►

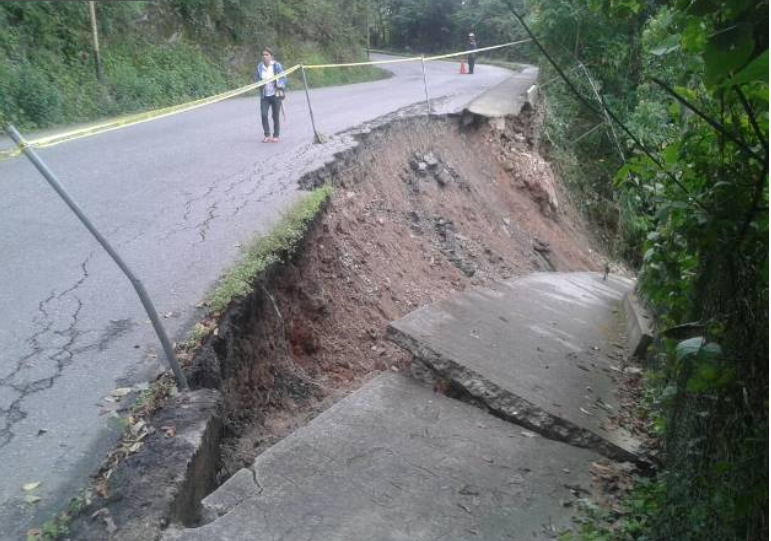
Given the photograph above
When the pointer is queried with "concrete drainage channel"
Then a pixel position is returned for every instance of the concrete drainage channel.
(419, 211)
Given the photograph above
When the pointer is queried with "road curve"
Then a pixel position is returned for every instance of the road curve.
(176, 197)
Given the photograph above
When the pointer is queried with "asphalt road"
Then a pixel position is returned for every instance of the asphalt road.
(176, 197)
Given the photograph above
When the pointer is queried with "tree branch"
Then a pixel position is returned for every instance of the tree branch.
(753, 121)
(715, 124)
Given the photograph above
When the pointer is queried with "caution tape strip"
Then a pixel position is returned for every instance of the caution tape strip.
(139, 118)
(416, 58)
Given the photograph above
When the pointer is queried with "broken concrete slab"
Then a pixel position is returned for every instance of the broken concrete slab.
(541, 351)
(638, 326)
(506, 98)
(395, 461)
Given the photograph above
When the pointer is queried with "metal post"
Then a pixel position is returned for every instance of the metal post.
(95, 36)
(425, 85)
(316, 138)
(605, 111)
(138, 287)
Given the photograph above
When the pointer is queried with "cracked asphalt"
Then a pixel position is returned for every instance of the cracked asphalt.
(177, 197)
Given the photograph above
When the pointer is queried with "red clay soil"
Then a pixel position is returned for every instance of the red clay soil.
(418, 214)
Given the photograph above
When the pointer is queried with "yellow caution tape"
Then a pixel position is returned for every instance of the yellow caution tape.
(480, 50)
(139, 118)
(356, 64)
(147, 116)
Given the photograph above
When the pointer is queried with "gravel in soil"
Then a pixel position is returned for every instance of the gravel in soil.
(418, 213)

◄
►

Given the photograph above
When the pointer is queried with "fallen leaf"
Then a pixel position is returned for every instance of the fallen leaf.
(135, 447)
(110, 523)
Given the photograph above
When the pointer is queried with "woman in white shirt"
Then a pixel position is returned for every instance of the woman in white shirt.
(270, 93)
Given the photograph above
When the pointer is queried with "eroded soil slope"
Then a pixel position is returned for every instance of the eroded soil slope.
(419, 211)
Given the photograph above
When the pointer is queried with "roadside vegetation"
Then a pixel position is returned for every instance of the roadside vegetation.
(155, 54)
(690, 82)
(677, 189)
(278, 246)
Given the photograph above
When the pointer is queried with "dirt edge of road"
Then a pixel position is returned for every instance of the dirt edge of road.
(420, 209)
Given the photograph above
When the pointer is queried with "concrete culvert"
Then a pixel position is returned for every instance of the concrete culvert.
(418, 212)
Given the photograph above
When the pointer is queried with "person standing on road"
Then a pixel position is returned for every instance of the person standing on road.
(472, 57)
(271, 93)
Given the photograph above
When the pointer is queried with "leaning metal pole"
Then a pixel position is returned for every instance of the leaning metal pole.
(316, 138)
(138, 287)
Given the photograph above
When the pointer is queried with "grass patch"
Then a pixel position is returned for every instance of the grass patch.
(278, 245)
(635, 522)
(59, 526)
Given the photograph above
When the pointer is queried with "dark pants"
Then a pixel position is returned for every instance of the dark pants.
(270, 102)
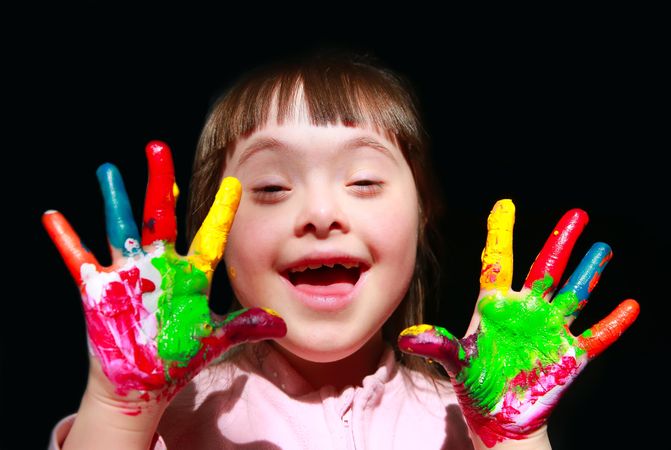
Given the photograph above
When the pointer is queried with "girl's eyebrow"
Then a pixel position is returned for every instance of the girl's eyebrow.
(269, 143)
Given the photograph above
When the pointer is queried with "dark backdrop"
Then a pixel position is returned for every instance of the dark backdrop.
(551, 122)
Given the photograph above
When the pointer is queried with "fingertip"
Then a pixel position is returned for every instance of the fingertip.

◄
►

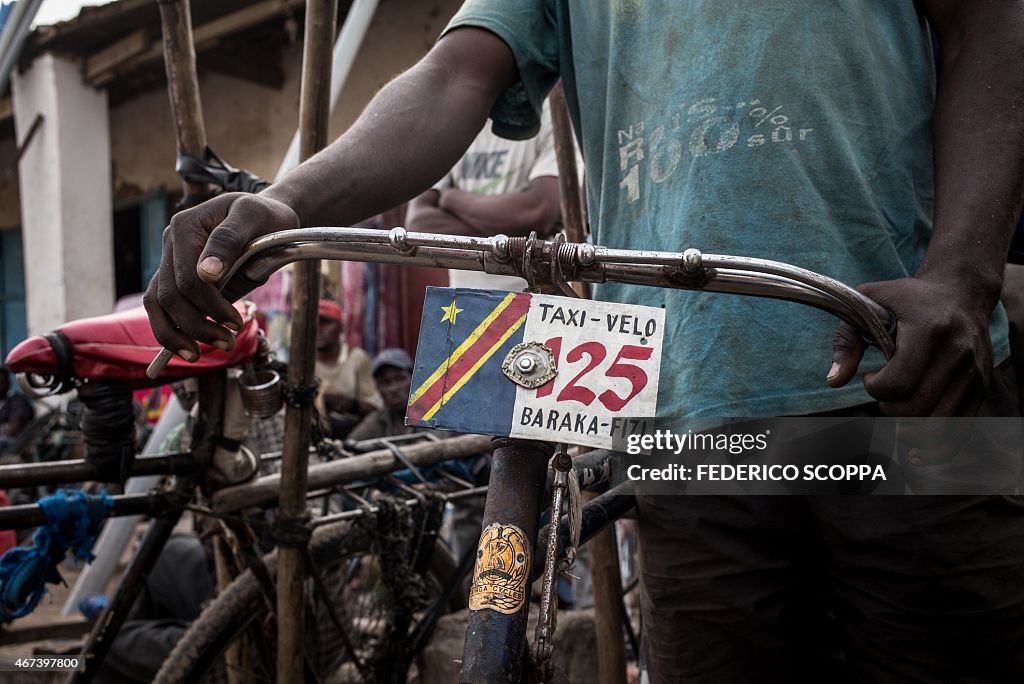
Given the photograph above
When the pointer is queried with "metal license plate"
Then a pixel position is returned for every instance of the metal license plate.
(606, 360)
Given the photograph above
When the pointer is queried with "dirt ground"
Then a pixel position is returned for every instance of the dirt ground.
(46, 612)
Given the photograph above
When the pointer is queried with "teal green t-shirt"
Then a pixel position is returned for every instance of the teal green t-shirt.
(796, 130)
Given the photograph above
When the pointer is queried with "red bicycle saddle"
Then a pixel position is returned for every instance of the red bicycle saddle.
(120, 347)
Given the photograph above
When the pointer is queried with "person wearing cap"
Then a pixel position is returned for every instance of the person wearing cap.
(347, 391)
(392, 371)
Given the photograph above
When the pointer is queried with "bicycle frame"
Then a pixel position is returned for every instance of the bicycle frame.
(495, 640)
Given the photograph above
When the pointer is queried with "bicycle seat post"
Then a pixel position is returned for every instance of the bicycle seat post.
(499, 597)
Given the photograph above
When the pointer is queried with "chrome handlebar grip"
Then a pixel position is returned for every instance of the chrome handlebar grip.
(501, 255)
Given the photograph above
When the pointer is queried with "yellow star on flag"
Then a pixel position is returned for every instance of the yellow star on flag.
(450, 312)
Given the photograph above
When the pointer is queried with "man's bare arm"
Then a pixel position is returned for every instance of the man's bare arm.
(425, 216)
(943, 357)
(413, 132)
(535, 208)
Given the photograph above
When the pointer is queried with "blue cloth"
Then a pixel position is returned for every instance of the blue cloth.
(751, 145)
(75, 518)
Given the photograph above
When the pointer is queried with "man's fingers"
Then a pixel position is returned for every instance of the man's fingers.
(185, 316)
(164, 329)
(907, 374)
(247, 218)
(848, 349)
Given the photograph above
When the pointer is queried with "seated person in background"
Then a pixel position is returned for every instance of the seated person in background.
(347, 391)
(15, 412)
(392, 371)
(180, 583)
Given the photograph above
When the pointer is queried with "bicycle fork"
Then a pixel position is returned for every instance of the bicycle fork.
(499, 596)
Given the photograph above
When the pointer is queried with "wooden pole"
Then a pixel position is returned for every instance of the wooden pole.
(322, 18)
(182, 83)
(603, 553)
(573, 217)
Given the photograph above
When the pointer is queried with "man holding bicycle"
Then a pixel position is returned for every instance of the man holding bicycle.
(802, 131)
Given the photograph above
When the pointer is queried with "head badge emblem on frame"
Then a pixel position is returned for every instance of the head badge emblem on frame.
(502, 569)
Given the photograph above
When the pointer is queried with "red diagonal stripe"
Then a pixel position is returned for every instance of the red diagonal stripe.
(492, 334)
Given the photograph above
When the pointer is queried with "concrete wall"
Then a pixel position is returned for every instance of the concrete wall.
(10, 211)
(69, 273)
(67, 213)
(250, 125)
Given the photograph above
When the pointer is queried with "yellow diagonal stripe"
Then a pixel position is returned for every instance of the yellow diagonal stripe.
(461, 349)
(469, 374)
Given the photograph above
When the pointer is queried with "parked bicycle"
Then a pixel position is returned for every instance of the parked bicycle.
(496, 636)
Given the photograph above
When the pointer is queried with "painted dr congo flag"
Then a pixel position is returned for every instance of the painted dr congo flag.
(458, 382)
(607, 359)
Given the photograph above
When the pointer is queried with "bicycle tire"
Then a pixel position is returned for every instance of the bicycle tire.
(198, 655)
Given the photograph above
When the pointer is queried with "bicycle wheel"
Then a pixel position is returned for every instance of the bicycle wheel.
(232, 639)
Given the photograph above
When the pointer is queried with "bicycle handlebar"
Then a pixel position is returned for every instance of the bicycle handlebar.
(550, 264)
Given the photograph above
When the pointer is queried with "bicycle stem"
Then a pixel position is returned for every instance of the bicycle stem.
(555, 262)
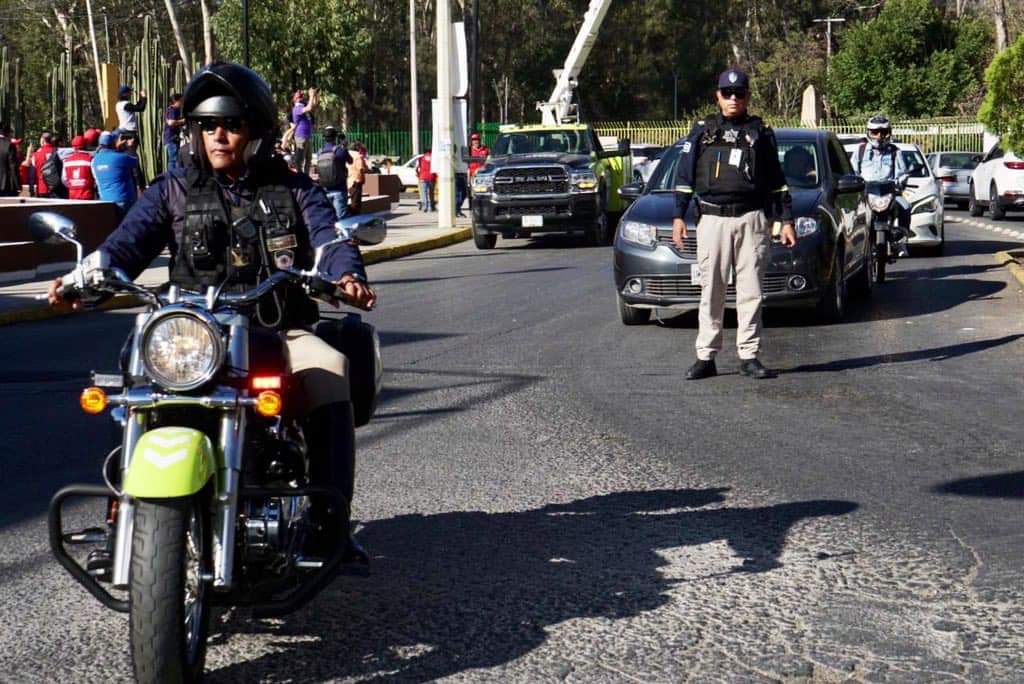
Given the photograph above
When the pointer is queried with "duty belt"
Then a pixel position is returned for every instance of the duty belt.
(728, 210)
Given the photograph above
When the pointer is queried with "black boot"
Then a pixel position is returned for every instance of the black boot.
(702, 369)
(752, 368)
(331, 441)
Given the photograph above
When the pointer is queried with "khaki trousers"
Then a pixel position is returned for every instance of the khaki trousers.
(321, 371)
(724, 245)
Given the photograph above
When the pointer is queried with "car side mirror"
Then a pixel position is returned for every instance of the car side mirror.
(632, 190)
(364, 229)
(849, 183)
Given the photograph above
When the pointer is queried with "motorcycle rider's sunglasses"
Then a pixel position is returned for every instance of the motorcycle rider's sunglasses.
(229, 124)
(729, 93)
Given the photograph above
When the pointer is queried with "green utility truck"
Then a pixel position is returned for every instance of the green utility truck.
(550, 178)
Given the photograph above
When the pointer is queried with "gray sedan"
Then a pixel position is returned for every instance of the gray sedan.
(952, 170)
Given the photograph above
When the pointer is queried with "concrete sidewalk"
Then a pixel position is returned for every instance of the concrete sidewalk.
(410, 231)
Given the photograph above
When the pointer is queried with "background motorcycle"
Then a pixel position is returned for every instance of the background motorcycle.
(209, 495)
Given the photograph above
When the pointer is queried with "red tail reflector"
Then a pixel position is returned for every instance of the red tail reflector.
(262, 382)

◄

> [Exercise aim]: In the entries above, find lines with "fingertip" and copy each.

> [Answer to the exercise]:
When the pointer is queried with "fingertip"
Then a pixel position is returned for every instance of the fingertip.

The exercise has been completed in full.